*REQUIREMENTS*
Could you give every line of the records below as a Markdown table with two columns, No. and Line? Number the rows in order and leave out the blank lines.

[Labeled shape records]
-- Begin --
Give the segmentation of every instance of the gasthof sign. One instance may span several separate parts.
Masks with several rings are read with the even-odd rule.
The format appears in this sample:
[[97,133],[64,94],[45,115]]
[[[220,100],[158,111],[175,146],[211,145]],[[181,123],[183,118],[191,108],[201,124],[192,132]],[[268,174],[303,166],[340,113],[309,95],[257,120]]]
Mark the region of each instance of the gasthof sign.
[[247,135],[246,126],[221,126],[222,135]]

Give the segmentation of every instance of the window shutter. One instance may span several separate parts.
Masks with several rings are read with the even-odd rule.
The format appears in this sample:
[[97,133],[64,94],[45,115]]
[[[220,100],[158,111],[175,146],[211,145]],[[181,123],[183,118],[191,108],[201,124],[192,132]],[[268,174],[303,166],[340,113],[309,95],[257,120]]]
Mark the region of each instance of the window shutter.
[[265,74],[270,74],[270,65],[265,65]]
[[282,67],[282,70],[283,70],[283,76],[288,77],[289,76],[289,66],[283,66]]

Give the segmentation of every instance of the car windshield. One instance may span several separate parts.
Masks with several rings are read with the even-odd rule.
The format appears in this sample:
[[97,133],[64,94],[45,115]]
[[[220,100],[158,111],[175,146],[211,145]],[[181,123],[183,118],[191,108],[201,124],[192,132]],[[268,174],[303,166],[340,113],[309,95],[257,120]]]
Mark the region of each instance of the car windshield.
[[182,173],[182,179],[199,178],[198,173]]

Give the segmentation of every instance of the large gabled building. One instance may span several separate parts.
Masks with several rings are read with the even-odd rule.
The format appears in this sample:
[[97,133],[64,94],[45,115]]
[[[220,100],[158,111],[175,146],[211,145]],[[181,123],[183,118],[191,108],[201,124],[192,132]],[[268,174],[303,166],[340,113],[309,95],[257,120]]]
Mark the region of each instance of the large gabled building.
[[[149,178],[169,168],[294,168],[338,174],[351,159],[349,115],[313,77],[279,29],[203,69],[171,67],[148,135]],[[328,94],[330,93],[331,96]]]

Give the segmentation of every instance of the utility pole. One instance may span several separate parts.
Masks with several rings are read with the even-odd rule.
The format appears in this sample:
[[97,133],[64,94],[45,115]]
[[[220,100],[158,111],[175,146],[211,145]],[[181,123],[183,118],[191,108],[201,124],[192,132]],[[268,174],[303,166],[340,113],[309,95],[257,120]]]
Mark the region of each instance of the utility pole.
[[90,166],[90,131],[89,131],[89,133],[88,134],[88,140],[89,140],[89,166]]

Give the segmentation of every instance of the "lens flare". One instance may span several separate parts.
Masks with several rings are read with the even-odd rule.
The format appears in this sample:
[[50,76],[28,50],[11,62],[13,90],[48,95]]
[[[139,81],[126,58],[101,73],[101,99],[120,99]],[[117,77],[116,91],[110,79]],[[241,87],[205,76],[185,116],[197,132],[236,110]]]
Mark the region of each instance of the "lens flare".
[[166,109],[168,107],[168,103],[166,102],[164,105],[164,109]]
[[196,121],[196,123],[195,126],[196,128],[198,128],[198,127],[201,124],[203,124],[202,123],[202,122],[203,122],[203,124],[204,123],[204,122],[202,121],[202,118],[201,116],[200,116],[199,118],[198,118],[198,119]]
-- End --
*THE SOLUTION*
| No. | Line |
|---|---|
| 1 | Give the segmentation of every instance of the gasthof sign. One instance may span several separate parts. |
| 2 | Masks with several rings are read with the even-odd rule. |
| 3 | The format appears in this sample: |
| 4 | [[97,133],[64,94],[45,115]] |
| 5 | [[[220,100],[158,111],[175,146],[211,145]],[[181,123],[183,118],[191,108],[201,124],[192,132]],[[268,174],[303,166],[340,113],[309,95],[257,120]]] |
| 6 | Mark the region of each instance of the gasthof sign. |
| 7 | [[247,135],[246,126],[221,126],[222,135]] |
| 8 | Give the segmentation of every instance of the window shutter. One instance may span several separate parts. |
| 9 | Masks with several rings are read with the even-odd rule. |
| 10 | The format appears in this sample: |
| 11 | [[97,133],[64,94],[45,115]] |
| 12 | [[[220,100],[158,111],[175,146],[211,145]],[[181,123],[183,118],[191,108],[201,124],[192,132]],[[268,174],[303,166],[340,113],[309,95],[257,120]]] |
| 13 | Mark the region of each instance of the window shutter. |
| 14 | [[265,74],[270,74],[270,65],[265,65]] |
| 15 | [[282,67],[282,70],[283,70],[283,76],[288,77],[289,76],[289,66],[283,66]] |
| 16 | Give the segmentation of every instance of the car windshield. One instance may span several separate parts. |
| 17 | Masks with several rings are read with the even-odd rule. |
| 18 | The format appears in this sample: |
| 19 | [[97,133],[64,94],[45,115]] |
| 20 | [[[220,100],[158,111],[175,146],[211,145]],[[181,123],[183,118],[191,108],[201,124],[192,132]],[[268,174],[303,166],[340,113],[309,95],[257,120]]] |
| 21 | Mark the region of each instance of the car windshield. |
| 22 | [[182,173],[182,179],[199,178],[198,173]] |
| 23 | Give the segmentation of every instance of the large gabled building. One instance may span several separate parts. |
| 24 | Masks with several rings are read with the even-odd rule. |
| 25 | The format appears in this sample: |
| 26 | [[97,133],[64,94],[45,115]] |
| 27 | [[[220,100],[158,111],[175,146],[211,145]],[[181,123],[183,118],[191,108],[201,124],[192,132]],[[268,174],[303,166],[340,113],[309,95],[257,120]]] |
| 28 | Mark the region of each instance of the large gabled building. |
| 29 | [[[149,178],[169,168],[294,168],[338,174],[351,159],[349,115],[313,77],[279,29],[203,69],[171,67],[148,135]],[[328,94],[330,93],[331,96]]] |
| 30 | Give the segmentation of every instance of the utility pole. One instance may span several separate parts. |
| 31 | Masks with several rings are read with the even-odd rule. |
| 32 | The format appears in this sample: |
| 33 | [[97,133],[64,94],[45,115]] |
| 34 | [[[220,100],[158,111],[175,146],[211,145]],[[181,123],[183,118],[191,108],[201,124],[192,132]],[[268,174],[303,166],[340,113],[309,95],[257,120]]] |
| 35 | Mark the region of each instance of the utility pole. |
| 36 | [[90,166],[90,131],[89,131],[89,133],[88,134],[88,140],[89,140],[89,166]] |
| 37 | Give the segmentation of every instance of the "lens flare". One instance may span several separate parts. |
| 38 | Masks with several rings are read with the even-odd rule. |
| 39 | The format appears in this sample: |
| 40 | [[50,76],[28,50],[11,62],[13,90],[48,95]] |
| 41 | [[[139,81],[126,58],[101,73],[101,99],[120,99]],[[117,77],[116,91],[110,79]],[[241,87],[205,76],[185,116],[197,132],[236,110]]] |
| 42 | Mark the region of each instance of the "lens flare". |
| 43 | [[166,109],[168,107],[168,103],[166,102],[164,105],[164,109]] |
| 44 | [[196,121],[196,123],[195,126],[196,128],[198,128],[198,127],[201,124],[203,124],[202,123],[202,122],[203,122],[203,124],[204,123],[204,122],[202,121],[202,118],[201,116],[200,116],[199,118],[198,118],[198,119]] |